## Begin Text passage

Infant Mortality and Per Capita Income

Citation: IMF Working Papers 2008, 231; 10.5089/9781451870893.001.A001

Figure 22.
Figure 22.

Government Spending

Citation: IMF Working Papers 2008, 231; 10.5089/9781451870893.001.A001

Figure 23.
Figure 23.

Selected Indicators for Uganda and Ethiopia

Citation: IMF Working Papers 2008, 231; 10.5089/9781451870893.001.A001

Sources: World Development Indicators 2006 and Penn World Tables 6.2

Third, in terms of outcomes, it is not clear that a more state-led development model as practiced in, say, Ethiopia has been all that superior to Uganda’s. Average per capita income growth between 1995 and 2005 was 3 percent in Uganda versus 2 percent in Ethiopia (Figure 12). Growth in Uganda has also been much less volatile. Private investment and domestic savings are also doing better in Uganda. One area where Ethiopia outstrips Uganda though is export performance, which from a low base has improved sharply in Ethiopia in recent years. So Uganda’s macroeconomic outcomes are overall better, but Ethiopia’s growth transition happened later it could yet catch-up and it has moved ahead in export growth. On balance, the jury is still out.

A related point is that development strategies have to be time and context specific. A “developmental-state” approach may work in Ethiopia, where state capacity has historically been strong, but it is less clear if this would work in Uganda. A look at tax collections—a reasonable proxy for state capacity (Besley, 2007)—is instructive. Tax revenue collection accounts for some 16½ percent of GDP in Ethiopia at present versus 13½ percent in Uganda, despite the former’s lower level of per capita income and larger (and harder to tax) agricultural sector. At the height of civil unrest in Ethiopia (1990), the government was collecting some 10 percent of GDP, compared to about 5 percent at the same proximate point (1986) in Uganda. With state capacity having atrophied so much, it would have been foolhardy for Uganda to have opted for a state-led development strategy.

## End Text passage

From the text on Uganda and Ethiopia, extract the part that begins with "Third, in terms" and ends with "is still out.". The listing that comes next has no connection to the text on Uganda and Ethiopia.

## Begin Dataset excerpt

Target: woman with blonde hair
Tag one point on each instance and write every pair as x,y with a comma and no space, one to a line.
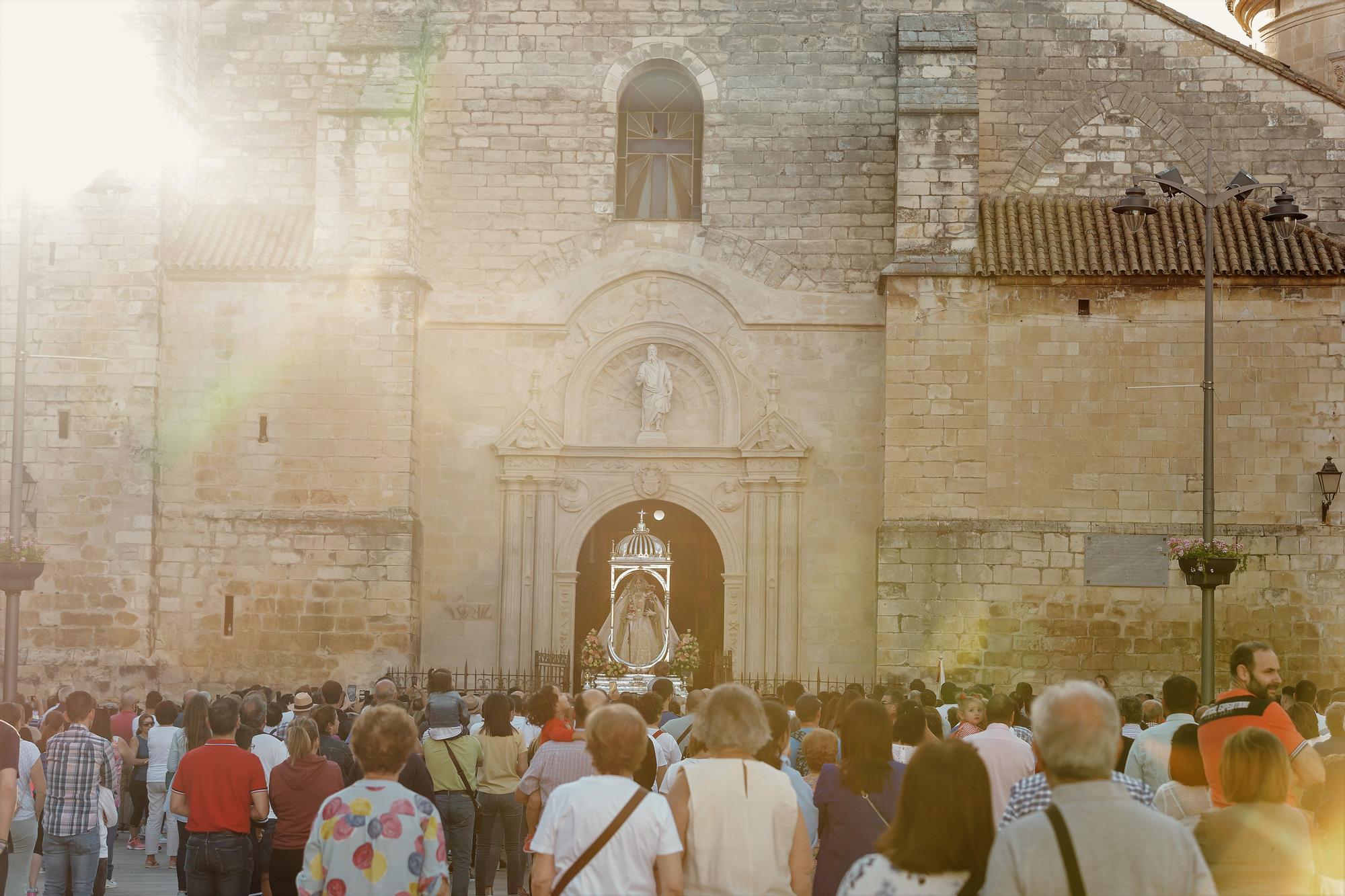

## End Dataset excerpt

Reply>
Third, in terms of outcomes, it is not clear that a more state-led development model as practiced in, say, Ethiopia has been all that superior to Uganda’s. Average per capita income growth between 1995 and 2005 was 3 percent in Uganda versus 2 percent in Ethiopia (Figure 12). Growth in Uganda has also been much less volatile. Private investment and domestic savings are also doing better in Uganda. One area where Ethiopia outstrips Uganda though is export performance, which from a low base has improved sharply in Ethiopia in recent years. So Uganda’s macroeconomic outcomes are overall better, but Ethiopia’s growth transition happened later it could yet catch-up and it has moved ahead in export growth. On balance, the jury is still out.